ARTICLE:
——
# high definition audio bus driver problem



## the_dinesh

hey seniors!
i got this problem from 5 days, my sound card driver is of realtek and it is not installed on computer.
it used to work but from 5 days it has stopped.
i tried to uninstall or reinstall or update the driver but it says "failed to uninstall the device, the device may be required to boot up the computer" but it never uninstall even if i re-start the computer. what to do seniors?


----------



## voyagerfan99

Go to the support website for your computer manufacturer and try downloading the driver for the audio/sound.

If you need more help, post back here with your computer make and model.


----------



## johnb35

Look in system devices to see if you have an item labeled as "Microsoft UAA bus driver for high definition audio".  If you don't then that needs to be installed first before your sound card driver can get installed.


----------



## the_dinesh

johnb35 said:


> Look in system devices to see if you have an item labeled as "Microsoft UAA bus driver for high definition audio".  If you don't then that needs to be installed first before your sound card driver can get installed.
——
TASKS FOR THIS EXERCISE:
1. Could you quote the audio driver thread between "i got this problem" and "to do seniors?", inclusive?
2. Can you carry the audio driver forum thread on past its last post?

(Point annotation entries for images)
——
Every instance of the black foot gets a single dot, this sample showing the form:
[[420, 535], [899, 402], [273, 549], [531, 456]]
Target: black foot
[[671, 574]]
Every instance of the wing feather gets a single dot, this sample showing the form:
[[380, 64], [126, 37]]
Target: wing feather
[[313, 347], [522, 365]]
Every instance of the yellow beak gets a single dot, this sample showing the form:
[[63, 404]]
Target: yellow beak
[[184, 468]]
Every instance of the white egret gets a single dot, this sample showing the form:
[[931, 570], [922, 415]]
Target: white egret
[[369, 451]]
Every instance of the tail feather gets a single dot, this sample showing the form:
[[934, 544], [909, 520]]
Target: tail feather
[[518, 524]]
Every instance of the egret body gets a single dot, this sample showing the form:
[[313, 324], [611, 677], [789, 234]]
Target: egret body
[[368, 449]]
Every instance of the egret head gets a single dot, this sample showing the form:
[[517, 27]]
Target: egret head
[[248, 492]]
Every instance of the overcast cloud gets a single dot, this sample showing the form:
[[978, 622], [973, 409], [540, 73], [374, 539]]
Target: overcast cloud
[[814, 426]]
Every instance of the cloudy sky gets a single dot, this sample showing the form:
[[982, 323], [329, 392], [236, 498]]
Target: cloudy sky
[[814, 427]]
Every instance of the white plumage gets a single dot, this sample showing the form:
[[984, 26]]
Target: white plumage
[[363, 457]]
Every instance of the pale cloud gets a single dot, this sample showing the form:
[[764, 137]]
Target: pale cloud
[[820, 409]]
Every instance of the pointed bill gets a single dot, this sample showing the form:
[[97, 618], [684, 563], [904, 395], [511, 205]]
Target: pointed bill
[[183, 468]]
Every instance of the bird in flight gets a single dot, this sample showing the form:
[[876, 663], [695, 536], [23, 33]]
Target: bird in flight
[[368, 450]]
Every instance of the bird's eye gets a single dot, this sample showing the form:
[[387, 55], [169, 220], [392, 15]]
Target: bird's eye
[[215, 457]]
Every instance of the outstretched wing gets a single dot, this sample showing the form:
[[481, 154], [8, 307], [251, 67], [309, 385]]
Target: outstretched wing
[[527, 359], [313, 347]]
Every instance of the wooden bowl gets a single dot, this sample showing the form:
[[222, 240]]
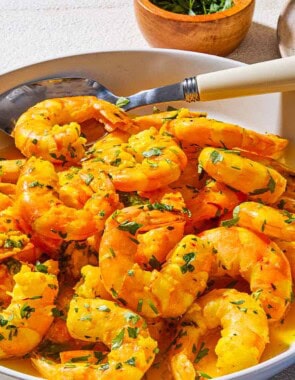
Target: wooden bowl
[[218, 33]]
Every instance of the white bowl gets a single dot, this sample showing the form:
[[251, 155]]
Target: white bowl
[[126, 72]]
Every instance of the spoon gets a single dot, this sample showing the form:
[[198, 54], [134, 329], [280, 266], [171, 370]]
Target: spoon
[[286, 30], [260, 78]]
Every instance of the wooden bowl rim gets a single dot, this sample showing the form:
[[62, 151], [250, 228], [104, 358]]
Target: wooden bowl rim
[[239, 5]]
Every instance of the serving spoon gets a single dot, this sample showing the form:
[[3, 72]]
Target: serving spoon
[[286, 30], [260, 78]]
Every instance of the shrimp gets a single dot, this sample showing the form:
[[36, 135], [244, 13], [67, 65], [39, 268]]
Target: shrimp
[[157, 119], [132, 350], [209, 132], [169, 289], [10, 170], [148, 161], [25, 321], [58, 339], [241, 252], [13, 241], [244, 333], [264, 219], [51, 129], [91, 284], [212, 201], [50, 218], [74, 256], [252, 178]]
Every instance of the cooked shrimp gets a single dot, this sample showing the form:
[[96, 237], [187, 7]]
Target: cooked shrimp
[[13, 241], [29, 315], [124, 332], [10, 170], [244, 333], [51, 128], [157, 119], [91, 284], [212, 201], [264, 219], [241, 252], [288, 248], [50, 218], [74, 256], [208, 132], [252, 178], [165, 291], [148, 161]]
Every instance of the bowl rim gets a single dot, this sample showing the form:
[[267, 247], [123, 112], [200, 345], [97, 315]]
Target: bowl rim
[[264, 367], [239, 6]]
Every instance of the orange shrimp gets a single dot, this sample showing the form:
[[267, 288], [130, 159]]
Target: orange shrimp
[[240, 252], [209, 132], [51, 129], [264, 219], [244, 333], [29, 315], [211, 202], [252, 178], [51, 219], [167, 290], [148, 161]]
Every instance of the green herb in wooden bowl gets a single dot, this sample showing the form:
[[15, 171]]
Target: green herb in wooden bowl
[[194, 7]]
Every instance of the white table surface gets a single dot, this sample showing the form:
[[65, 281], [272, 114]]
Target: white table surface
[[37, 30]]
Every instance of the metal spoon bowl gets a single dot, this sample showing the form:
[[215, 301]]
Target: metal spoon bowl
[[286, 30]]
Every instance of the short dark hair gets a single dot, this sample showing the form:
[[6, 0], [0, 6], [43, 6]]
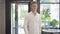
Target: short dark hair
[[33, 2]]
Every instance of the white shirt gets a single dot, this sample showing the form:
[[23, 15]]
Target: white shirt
[[32, 24]]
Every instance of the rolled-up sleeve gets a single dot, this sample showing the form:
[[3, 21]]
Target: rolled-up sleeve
[[25, 25]]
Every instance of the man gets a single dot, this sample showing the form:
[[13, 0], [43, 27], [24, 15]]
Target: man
[[32, 23]]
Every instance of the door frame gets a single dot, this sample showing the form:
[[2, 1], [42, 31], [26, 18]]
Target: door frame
[[8, 14]]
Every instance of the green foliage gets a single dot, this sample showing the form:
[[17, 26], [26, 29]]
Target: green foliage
[[53, 22], [46, 14]]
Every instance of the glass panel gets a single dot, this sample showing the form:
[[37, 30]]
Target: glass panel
[[49, 15], [13, 18], [53, 1], [22, 12]]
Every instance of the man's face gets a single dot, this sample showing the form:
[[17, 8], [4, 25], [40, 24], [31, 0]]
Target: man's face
[[34, 7]]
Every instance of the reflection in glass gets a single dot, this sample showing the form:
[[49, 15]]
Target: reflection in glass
[[22, 12]]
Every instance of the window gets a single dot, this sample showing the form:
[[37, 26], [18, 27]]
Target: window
[[49, 11], [22, 9]]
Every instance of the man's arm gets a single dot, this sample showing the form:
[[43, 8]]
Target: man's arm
[[25, 25]]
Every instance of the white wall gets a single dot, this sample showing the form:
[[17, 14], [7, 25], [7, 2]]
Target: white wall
[[2, 17]]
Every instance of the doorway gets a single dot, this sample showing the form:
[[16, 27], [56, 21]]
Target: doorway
[[18, 13]]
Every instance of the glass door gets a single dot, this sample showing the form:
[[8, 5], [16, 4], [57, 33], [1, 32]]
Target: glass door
[[18, 13]]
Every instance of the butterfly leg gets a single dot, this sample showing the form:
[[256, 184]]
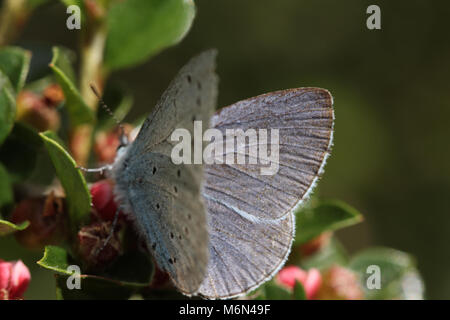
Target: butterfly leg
[[111, 232], [92, 170]]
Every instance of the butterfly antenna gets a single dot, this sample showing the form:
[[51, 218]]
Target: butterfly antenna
[[104, 106]]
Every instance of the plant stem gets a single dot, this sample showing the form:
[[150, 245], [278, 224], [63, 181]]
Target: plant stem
[[91, 72]]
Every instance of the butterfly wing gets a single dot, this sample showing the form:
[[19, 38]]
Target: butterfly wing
[[251, 215], [163, 197]]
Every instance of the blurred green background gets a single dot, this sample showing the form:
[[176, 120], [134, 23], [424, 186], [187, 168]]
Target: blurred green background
[[392, 99]]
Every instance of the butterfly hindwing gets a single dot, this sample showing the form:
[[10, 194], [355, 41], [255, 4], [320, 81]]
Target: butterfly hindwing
[[163, 197], [251, 221]]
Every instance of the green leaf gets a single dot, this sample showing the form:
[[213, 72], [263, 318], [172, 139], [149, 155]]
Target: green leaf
[[77, 193], [19, 152], [6, 195], [55, 259], [7, 227], [326, 216], [15, 63], [299, 291], [79, 111], [399, 276], [333, 253], [274, 292], [32, 4], [129, 274], [7, 107], [139, 29]]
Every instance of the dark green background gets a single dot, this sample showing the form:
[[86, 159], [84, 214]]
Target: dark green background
[[392, 97]]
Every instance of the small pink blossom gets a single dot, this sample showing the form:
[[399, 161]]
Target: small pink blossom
[[14, 279], [310, 279]]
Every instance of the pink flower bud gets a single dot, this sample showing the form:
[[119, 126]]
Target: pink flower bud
[[311, 279], [103, 199], [340, 283], [33, 110], [47, 217], [14, 279]]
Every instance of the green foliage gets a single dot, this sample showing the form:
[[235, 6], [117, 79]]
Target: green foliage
[[333, 253], [399, 276], [131, 273], [153, 24], [6, 196], [15, 63], [79, 112], [7, 227], [77, 193], [19, 152], [7, 106], [326, 216]]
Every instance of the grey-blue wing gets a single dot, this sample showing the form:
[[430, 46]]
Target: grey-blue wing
[[251, 221], [163, 197]]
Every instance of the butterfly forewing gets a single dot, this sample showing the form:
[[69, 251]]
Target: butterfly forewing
——
ANSWERS BY TASK:
1.
i got this problem from 5 days, my sound card driver is of realtek and it is not installed on computer.
it used to work but from 5 days it has stopped.
i tried to uninstall or reinstall or update the driver but it says "failed to uninstall the device, the device may be required to boot up the computer" but it never uninstall even if i re-start the computer. what to do seniors?

2.
dear sir, plz be more specific where to search fot that "Microsoft UAA bus driver for high definition audio". and how to install it?

thanxxxxxxxxxxx.


----------



## kimsland

the_dinesh said:


> dear sir, plz be more specific where to search fot that



Yes here you go 


voyagerfan99 said:


> If you need more help, post back here with your computer make and model.


----------



## the_dinesh

kimsland said:


> Yes here you go



Motherboard - Intel 945
CPU - 3.2Ghz Intel
Memory - 2GB DDR2 (2x 1gb)
Hard Drives - 250GB Seagate
DVD Drive - Lite-On
DVD Burner - Lite-On
Power Supply - 550w
Display- 19" Samsung


Dats all i know.


----------



## kimsland

There is an excellent thread HERE 
Regarding a _similar_ fault

The Fix was to do these things:
Update all MS Security Updates and Service Packs
Update: "Universal Audio Architecture" from MS HERE 
Remove any "Filter Class" drivers from Device Manager (Start>Run> devmgmt.msc) Note: in this case it was the "_Logitech media class filter_"
Then download and install the latest audio driver from your Manufacture support page

I hope that helps, please let us know


----------



## johnb35

the_dinesh said:


> dear sir, plz be more specific where to search fot that "Microsoft UAA bus driver for high definition audio". and how to install it?
> 
> thanxxxxxxxxxxx.



Look in device manager under system devices to see if you have that item listed.


----------



## the_dinesh

johnb35 said:


> Look in device manager under system devices to see if you have that item listed.



yes sir, i found that in system device, it is installed. now what sud i do?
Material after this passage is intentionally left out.